Pointing and labeling entries:
--- begin ---

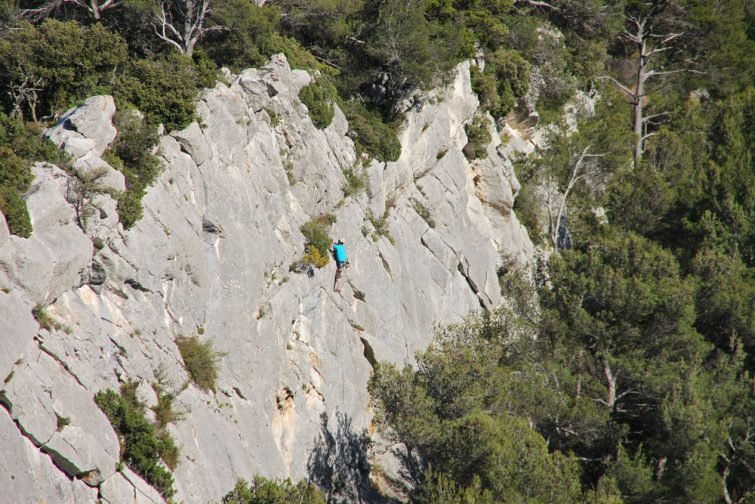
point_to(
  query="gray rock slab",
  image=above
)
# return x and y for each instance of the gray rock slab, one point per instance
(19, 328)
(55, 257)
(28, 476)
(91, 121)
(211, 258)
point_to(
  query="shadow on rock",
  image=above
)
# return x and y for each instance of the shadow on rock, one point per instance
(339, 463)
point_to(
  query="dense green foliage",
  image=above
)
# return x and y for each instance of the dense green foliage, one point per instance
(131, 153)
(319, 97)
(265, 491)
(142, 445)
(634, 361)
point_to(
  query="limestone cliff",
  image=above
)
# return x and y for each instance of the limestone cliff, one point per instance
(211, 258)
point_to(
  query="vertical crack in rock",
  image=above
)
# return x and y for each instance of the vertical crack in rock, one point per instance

--- end ---

- [Problem to solve]
Write out the records above exactly as they appear, leaving out any pictures.

- [Written solution]
point_to(
  query="gray rock slab",
  image=above
)
# return x and y for each instance of the gray rock slab, one point per instance
(19, 328)
(55, 257)
(28, 476)
(91, 121)
(211, 258)
point_to(
  query="shadow on rock",
  image=above
)
# return x and y for each instance of the shadow on rock, one point per instance
(339, 463)
point_to(
  query="dense green foliage",
  image=above
)
# return x and y for each instance of the dense green foliage, one point per instance
(131, 153)
(319, 97)
(265, 491)
(142, 445)
(634, 361)
point_to(
  query="limestone cliff",
  image=above
)
# return x and y for each instance of the limestone cliff, one point per instance
(211, 258)
point_to(
  query="vertical crack in rock",
  image=above
)
# return x and y for each instance of the vertical crack in rock, one point per instance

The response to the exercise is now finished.